_Text to read:_
++++++++++++++++++++

Sri Chinmoy Thanksgiving Day 10K 2025

It’s quite the turnaround from someone who fell in love with racing before falling in love with running, but … I no longer find any sort of joy in it. It’s hard to find the joy in something that is essentially just you banging your head against a brick wall repeatedly.

And yet… when Hershy decided he wanted to do a Thanksgiving Day race, even though I was absolutely free to sit it out, I idiotically registered as well. The 10K, obviously, because a pathetic pace looks slightly less pathetic when the distance is a little longer. (I was regretting this decision roughly six miles into the NYC Marathon, but that’s neither here nor there.)

Come Thanksgiving morning — which dawned bright and crisp and cold — I wanted nothing more than to stay in my nice warm bed. But we managed to make it out the door in plenty of time, and picked up our bibs, and then began the bathroom circles, which allowed me to come to the conclusion that I simply did not have the words to describe how very little I cared about this race.

++++++++++++++++++++

_Dataset records:_

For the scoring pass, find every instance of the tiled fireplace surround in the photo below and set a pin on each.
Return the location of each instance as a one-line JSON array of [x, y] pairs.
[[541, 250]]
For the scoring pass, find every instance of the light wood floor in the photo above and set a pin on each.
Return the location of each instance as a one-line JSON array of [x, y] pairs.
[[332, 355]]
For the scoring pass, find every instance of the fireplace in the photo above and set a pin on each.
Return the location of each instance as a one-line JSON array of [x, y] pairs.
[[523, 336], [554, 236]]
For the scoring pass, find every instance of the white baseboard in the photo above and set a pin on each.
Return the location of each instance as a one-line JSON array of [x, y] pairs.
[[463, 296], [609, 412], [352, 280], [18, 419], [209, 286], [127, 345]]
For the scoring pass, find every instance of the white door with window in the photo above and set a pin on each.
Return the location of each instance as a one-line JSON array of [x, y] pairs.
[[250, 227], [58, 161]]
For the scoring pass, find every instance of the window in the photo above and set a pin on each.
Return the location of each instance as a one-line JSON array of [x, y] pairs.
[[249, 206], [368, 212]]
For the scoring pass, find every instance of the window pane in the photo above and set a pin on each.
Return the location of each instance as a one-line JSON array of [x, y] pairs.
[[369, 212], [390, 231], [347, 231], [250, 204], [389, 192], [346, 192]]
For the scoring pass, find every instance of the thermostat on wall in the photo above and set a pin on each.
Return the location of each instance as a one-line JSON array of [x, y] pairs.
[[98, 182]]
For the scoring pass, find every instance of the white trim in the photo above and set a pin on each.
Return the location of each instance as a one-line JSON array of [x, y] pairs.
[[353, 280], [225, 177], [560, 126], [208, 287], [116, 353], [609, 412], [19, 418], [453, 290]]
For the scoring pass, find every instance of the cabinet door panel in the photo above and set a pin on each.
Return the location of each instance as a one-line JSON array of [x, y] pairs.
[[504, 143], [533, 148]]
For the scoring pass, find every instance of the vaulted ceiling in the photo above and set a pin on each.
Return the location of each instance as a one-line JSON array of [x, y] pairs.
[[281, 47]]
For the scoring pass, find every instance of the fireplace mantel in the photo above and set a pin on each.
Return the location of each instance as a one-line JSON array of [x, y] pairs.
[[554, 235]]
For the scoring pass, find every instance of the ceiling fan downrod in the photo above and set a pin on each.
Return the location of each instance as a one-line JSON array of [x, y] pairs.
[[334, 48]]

++++++++++++++++++++

_Task requirements:_
(A) List every word the race post uses to describe how Thanksgiving morning dawned.
(B) According to the race post, how far into the NYC Marathon was the writer regretting the decision?
(C) Repeat the passage of the race post between "Come Thanksgiving morning" and "about this race.", inclusive.

_Written answers:_
(A) bright, crisp, cold

(B) Roughly six miles.

(C)
Come Thanksgiving morning — which dawned bright and crisp and cold — I wanted nothing more than to stay in my nice warm bed. But we managed to make it out the door in plenty of time, and picked up our bibs, and then began the bathroom circles, which allowed me to come to the conclusion that I simply did not have the words to describe how very little I cared about this race.